:: EXTRACTED RECORDS
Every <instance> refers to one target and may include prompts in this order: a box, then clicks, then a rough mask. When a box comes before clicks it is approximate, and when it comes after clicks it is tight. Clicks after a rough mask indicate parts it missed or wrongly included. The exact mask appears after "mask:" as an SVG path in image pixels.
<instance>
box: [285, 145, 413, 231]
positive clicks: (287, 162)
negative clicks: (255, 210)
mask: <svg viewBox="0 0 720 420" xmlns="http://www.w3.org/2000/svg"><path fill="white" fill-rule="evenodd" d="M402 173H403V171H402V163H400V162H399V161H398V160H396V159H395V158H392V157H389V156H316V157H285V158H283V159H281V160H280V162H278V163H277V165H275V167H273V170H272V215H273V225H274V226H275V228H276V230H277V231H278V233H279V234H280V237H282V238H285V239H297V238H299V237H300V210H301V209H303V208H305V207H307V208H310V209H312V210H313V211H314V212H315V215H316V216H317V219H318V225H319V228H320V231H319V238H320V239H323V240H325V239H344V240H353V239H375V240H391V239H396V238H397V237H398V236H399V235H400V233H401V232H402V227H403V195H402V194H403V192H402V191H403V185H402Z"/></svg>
::::
* PROBLEM STATEMENT
Copy every record above verbatim, line for line, with no changes.

* WRITTEN SOLUTION
Every <instance> refers to one target and may include prompts in this order: a box, then clicks, then a rough mask. When a box comes before clicks it is approximate, and when it comes after clicks it is tight. Clicks after a rough mask indicate parts it missed or wrongly included. The exact mask appears after "mask:" as an SVG path in image pixels.
<instance>
box: [285, 145, 413, 231]
positive clicks: (287, 162)
negative clicks: (255, 210)
mask: <svg viewBox="0 0 720 420" xmlns="http://www.w3.org/2000/svg"><path fill="white" fill-rule="evenodd" d="M402 173H403V171H402V163H400V162H399V161H398V160H396V159H395V158H392V157H389V156H316V157H285V158H283V159H281V160H280V162H278V163H277V165H275V167H273V170H272V215H273V225H274V226H275V228H276V230H277V231H278V233H279V234H280V237H282V238H285V239H297V238H299V237H300V210H301V209H303V208H305V207H307V208H310V209H312V210H313V211H314V212H315V215H316V216H317V219H318V225H319V228H320V231H319V238H320V239H323V240H325V239H344V240H353V239H375V240H391V239H396V238H397V237H398V236H399V235H400V233H401V232H402V227H403V195H402V194H403V192H402V191H403V185H402Z"/></svg>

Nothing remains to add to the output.